DATA SHOWN
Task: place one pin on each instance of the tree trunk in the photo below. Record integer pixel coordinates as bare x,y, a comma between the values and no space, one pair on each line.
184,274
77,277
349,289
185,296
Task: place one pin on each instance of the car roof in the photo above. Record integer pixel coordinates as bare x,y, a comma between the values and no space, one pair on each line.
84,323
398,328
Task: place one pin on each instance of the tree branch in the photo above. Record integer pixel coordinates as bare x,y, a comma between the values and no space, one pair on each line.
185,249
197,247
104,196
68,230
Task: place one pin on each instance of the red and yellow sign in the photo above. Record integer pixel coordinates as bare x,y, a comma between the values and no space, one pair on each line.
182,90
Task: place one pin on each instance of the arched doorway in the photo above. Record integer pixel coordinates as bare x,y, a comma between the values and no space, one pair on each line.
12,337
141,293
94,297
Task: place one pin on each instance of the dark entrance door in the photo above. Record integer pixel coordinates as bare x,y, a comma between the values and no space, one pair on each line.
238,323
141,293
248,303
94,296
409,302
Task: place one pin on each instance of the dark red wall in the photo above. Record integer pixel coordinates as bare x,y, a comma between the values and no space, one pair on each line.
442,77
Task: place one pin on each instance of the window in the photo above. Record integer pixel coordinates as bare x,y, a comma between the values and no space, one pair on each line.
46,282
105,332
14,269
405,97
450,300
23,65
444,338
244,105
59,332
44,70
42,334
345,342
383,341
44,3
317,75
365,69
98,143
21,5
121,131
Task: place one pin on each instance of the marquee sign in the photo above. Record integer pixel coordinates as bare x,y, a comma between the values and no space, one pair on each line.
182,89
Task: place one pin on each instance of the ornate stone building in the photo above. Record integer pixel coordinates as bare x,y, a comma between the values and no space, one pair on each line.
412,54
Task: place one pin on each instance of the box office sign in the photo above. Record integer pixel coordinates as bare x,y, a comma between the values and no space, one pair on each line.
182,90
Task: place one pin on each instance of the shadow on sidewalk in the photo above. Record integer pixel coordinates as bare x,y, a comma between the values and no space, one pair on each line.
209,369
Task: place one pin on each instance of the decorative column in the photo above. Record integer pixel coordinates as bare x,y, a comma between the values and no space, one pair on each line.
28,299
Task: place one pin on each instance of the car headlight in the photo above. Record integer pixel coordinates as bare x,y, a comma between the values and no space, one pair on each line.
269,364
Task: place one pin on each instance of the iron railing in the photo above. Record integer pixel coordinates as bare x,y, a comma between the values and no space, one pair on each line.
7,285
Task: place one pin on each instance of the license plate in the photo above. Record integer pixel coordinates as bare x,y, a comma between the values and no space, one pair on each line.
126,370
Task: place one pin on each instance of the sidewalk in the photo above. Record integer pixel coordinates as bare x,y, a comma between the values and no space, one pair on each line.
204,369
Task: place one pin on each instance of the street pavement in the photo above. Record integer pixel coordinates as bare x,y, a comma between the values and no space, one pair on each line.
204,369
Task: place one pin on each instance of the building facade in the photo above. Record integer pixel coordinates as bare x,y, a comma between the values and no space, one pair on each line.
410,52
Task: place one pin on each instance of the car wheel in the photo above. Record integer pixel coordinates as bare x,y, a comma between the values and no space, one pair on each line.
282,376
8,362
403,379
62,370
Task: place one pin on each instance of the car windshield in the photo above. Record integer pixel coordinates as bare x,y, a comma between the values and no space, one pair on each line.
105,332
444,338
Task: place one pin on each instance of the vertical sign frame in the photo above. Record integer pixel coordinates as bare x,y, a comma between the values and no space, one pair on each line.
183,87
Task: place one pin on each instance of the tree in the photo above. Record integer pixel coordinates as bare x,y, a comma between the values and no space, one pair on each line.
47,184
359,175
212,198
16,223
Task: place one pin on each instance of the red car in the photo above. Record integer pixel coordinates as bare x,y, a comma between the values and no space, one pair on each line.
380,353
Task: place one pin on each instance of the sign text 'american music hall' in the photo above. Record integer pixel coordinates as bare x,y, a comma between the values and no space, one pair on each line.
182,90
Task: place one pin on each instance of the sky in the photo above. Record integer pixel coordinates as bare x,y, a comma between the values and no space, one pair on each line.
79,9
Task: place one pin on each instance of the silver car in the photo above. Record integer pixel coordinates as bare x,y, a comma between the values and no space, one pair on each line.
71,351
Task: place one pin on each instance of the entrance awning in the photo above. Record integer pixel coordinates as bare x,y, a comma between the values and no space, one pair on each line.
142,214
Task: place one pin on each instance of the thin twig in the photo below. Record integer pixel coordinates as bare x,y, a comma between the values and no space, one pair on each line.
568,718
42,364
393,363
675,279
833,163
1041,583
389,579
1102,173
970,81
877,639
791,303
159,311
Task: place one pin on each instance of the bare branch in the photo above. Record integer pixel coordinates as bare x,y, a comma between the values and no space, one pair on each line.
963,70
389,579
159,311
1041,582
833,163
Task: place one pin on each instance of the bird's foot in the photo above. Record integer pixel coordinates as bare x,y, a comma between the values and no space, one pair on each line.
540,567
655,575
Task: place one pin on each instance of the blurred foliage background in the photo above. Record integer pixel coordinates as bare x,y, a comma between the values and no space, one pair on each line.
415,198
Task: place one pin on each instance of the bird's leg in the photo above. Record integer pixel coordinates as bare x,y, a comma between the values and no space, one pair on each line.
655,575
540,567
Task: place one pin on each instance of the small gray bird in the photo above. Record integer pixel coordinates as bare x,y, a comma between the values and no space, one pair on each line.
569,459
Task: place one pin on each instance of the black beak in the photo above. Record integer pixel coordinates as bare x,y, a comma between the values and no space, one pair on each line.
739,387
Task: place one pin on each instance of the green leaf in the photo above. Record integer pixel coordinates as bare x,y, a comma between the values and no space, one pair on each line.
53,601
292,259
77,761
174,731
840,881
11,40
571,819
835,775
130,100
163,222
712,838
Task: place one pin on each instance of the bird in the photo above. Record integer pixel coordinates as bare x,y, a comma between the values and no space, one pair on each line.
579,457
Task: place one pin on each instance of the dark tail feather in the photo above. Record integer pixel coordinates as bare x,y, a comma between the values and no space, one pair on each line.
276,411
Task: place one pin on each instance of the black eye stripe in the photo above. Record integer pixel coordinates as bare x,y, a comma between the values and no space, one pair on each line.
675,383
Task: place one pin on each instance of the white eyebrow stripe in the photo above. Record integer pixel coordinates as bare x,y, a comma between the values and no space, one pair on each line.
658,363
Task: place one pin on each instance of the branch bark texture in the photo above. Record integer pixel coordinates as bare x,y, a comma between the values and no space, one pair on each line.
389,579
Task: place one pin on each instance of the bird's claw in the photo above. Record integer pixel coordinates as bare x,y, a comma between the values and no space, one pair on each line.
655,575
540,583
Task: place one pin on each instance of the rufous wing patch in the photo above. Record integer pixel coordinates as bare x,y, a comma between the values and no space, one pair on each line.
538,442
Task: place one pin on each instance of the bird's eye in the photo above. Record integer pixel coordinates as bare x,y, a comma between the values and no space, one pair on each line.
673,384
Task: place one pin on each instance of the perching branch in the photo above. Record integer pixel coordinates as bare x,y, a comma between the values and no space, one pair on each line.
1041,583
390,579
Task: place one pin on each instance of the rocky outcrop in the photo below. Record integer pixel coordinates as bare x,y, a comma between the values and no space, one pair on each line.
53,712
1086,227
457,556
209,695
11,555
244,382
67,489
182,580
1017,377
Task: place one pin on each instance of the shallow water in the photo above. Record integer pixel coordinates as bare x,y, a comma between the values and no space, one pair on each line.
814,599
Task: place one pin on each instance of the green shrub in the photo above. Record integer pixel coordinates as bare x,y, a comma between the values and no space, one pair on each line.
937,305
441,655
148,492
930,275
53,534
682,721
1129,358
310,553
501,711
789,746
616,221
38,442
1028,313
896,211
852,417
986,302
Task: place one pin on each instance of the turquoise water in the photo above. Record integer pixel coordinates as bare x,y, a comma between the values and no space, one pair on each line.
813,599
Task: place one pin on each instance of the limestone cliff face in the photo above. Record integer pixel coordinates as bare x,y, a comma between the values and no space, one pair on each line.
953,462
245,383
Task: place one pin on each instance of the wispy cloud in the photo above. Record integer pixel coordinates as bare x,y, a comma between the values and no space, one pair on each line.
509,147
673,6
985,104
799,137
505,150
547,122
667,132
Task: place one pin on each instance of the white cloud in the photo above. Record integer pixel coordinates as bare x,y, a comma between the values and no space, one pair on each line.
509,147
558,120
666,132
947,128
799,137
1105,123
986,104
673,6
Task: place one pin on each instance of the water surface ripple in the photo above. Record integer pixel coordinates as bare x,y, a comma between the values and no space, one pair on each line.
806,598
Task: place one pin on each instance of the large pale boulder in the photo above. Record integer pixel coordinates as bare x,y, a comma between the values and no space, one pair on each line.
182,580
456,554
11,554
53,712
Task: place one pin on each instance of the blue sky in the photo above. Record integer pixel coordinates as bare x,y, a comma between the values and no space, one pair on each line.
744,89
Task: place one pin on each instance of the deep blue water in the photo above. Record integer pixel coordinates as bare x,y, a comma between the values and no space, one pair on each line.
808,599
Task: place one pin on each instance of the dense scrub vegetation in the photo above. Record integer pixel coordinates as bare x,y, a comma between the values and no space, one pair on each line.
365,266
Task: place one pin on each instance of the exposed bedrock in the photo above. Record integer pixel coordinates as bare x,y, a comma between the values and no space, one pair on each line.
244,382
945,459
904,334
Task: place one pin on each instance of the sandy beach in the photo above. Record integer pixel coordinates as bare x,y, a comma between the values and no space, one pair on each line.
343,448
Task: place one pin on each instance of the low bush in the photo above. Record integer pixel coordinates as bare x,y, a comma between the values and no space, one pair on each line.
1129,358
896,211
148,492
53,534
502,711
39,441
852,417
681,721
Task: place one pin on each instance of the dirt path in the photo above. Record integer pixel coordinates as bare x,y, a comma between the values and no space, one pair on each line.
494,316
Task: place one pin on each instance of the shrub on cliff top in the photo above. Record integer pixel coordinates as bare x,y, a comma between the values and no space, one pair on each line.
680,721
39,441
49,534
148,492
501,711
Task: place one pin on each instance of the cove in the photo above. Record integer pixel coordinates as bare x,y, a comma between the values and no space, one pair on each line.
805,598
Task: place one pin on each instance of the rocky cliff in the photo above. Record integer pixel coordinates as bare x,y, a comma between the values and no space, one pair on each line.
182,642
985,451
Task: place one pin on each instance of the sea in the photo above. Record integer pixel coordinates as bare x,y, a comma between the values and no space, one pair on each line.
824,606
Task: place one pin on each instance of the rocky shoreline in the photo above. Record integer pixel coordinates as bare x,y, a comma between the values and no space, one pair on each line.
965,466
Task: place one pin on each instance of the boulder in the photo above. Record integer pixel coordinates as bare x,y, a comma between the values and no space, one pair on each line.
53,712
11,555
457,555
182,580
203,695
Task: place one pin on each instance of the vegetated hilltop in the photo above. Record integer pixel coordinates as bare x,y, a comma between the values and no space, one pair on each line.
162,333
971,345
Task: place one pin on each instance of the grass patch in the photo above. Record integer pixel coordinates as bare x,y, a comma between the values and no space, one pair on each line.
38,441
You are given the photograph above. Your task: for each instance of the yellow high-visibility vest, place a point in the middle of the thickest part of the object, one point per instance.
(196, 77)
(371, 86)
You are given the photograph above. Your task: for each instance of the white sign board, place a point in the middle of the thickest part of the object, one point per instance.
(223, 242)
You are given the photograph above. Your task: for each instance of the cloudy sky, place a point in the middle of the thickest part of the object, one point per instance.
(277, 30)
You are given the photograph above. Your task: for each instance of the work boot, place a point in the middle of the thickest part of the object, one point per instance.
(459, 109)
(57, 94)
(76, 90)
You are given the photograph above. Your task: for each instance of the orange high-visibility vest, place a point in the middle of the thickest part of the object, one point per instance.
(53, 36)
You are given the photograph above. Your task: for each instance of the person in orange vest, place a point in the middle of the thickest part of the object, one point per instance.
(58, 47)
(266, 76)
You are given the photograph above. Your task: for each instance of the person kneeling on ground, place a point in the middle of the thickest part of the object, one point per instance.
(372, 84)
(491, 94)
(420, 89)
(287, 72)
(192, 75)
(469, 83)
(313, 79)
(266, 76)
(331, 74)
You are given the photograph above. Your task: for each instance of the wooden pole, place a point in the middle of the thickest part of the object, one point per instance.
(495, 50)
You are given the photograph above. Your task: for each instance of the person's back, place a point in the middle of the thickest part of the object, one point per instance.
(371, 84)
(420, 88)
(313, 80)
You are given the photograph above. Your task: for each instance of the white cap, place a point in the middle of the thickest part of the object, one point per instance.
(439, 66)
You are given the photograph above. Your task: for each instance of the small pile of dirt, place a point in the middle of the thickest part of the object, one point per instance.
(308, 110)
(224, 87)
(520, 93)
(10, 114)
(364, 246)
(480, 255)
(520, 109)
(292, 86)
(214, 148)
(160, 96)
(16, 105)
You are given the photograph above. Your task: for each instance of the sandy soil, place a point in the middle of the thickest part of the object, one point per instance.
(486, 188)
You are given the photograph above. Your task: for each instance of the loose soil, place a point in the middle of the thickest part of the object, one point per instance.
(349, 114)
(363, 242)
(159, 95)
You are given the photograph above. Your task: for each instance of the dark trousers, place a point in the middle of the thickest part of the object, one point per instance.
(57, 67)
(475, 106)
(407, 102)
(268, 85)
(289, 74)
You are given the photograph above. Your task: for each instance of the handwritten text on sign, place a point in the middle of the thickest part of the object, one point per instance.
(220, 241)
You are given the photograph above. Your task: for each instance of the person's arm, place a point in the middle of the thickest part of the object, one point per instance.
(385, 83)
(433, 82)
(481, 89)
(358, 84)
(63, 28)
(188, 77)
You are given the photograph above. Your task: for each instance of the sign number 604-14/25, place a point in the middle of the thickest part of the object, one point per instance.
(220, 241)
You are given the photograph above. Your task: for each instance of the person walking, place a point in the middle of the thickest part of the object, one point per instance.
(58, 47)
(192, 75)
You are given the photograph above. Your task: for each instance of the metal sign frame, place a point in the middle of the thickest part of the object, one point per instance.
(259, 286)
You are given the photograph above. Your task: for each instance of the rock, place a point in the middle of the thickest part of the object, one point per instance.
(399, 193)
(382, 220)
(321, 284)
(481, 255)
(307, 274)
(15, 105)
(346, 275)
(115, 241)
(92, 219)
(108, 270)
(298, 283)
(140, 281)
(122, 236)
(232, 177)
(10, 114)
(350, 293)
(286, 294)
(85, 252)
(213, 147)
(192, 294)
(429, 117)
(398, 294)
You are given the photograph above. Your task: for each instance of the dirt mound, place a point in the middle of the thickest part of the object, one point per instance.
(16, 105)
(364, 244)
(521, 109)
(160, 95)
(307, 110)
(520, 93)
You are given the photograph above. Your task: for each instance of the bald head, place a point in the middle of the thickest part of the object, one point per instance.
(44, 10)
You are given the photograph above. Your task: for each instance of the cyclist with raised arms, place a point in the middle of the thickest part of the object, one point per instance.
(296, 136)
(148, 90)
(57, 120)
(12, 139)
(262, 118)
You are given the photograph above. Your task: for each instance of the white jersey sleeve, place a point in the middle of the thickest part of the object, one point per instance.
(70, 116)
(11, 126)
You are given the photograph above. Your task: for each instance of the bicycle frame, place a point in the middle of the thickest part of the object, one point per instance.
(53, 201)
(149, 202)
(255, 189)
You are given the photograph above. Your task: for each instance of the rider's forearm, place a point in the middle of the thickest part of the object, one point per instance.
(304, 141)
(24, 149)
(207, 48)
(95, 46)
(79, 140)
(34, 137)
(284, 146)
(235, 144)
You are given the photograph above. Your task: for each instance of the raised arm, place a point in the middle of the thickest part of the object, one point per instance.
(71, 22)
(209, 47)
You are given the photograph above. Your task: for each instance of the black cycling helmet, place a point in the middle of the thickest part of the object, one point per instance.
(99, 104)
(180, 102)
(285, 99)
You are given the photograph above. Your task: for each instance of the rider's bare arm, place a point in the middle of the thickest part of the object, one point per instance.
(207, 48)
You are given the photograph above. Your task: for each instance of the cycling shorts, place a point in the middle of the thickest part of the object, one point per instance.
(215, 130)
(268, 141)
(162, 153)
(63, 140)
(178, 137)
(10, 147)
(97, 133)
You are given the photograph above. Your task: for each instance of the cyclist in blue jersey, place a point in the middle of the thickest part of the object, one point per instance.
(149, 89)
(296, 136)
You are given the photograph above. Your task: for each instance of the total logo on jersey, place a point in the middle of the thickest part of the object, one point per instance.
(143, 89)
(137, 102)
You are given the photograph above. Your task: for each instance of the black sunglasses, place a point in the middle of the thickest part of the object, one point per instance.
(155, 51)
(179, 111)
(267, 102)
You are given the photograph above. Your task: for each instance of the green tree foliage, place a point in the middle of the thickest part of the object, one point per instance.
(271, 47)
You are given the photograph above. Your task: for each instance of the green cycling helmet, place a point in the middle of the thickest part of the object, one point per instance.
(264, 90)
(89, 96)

WHAT TO PRODUCE
With the line containing "the green cycling" as the first and the last line of the data as the final one, copy every line between them exactly, those two included.

ANSWER TO THIS PROBLEM
You are given the photograph above. Your task: for each instance of the green cycling helmet, place a point in the middle of the thickest part of the object, one point per instance.
(264, 90)
(89, 96)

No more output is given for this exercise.